REQUIRED WORK →
Pick out every line in the entries below that contains the word "helmet", and copy each one. Case counts.

Records of labeled boxes →
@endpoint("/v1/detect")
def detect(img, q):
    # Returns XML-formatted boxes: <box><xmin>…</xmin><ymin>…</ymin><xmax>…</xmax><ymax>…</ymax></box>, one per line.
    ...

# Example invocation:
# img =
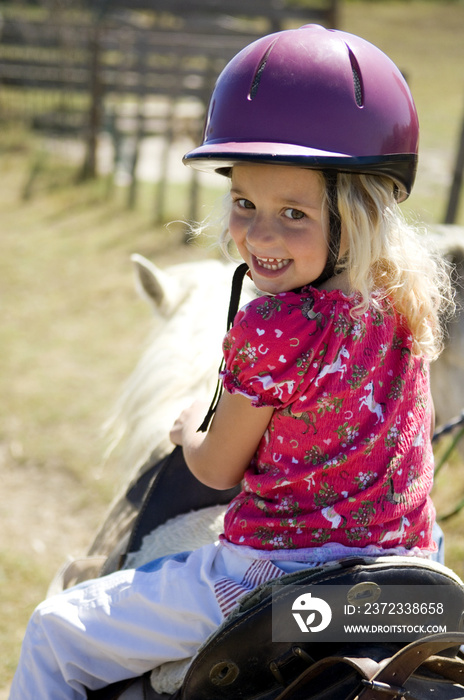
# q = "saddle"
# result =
<box><xmin>88</xmin><ymin>450</ymin><xmax>464</xmax><ymax>700</ymax></box>
<box><xmin>88</xmin><ymin>556</ymin><xmax>464</xmax><ymax>700</ymax></box>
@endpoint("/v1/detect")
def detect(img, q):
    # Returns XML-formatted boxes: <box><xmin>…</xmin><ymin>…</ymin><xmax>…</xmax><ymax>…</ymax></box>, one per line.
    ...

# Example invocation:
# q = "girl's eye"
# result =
<box><xmin>237</xmin><ymin>199</ymin><xmax>255</xmax><ymax>209</ymax></box>
<box><xmin>284</xmin><ymin>208</ymin><xmax>306</xmax><ymax>219</ymax></box>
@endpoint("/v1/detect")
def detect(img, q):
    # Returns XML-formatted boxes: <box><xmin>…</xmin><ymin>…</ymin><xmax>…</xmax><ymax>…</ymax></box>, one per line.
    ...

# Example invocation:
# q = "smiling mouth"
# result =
<box><xmin>255</xmin><ymin>255</ymin><xmax>290</xmax><ymax>270</ymax></box>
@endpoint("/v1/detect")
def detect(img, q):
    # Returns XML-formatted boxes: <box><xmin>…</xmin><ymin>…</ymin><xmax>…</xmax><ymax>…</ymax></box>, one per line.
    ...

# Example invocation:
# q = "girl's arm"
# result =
<box><xmin>170</xmin><ymin>392</ymin><xmax>274</xmax><ymax>489</ymax></box>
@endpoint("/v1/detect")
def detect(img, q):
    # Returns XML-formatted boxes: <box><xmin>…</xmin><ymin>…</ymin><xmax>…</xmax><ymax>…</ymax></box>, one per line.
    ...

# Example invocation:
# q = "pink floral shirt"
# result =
<box><xmin>222</xmin><ymin>286</ymin><xmax>435</xmax><ymax>550</ymax></box>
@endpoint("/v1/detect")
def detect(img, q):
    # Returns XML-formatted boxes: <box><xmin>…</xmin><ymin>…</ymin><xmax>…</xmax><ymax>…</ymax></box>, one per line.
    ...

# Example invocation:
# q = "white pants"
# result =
<box><xmin>10</xmin><ymin>543</ymin><xmax>294</xmax><ymax>700</ymax></box>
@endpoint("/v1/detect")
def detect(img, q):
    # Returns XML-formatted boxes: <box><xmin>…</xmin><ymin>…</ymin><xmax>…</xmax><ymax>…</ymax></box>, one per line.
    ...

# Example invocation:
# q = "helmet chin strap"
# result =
<box><xmin>197</xmin><ymin>171</ymin><xmax>341</xmax><ymax>433</ymax></box>
<box><xmin>311</xmin><ymin>170</ymin><xmax>342</xmax><ymax>287</ymax></box>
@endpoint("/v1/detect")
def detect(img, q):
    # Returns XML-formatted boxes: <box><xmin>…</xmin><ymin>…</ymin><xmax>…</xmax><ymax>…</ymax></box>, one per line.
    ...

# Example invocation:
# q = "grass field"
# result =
<box><xmin>0</xmin><ymin>0</ymin><xmax>464</xmax><ymax>700</ymax></box>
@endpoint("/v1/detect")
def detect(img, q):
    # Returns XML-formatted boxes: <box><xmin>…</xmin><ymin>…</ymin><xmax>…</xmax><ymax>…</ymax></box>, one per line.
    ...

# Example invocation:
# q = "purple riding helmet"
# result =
<box><xmin>184</xmin><ymin>24</ymin><xmax>419</xmax><ymax>281</ymax></box>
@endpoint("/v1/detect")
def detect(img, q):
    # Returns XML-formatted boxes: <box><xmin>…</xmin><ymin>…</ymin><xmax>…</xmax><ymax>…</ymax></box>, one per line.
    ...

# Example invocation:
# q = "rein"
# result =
<box><xmin>197</xmin><ymin>263</ymin><xmax>248</xmax><ymax>433</ymax></box>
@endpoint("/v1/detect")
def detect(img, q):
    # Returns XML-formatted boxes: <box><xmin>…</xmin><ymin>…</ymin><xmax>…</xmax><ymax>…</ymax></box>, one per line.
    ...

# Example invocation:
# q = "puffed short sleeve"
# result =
<box><xmin>221</xmin><ymin>294</ymin><xmax>315</xmax><ymax>408</ymax></box>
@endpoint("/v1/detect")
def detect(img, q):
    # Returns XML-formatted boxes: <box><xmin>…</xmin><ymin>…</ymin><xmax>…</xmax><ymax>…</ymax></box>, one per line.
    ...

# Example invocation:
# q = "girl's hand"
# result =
<box><xmin>169</xmin><ymin>401</ymin><xmax>208</xmax><ymax>445</ymax></box>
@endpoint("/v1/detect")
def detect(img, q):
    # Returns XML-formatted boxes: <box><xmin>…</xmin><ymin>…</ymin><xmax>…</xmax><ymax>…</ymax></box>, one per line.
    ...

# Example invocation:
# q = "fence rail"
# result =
<box><xmin>0</xmin><ymin>0</ymin><xmax>338</xmax><ymax>219</ymax></box>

SOLUTION FOR THIS PROBLEM →
# q = "helmet chin strap"
# q = "purple riding helmet"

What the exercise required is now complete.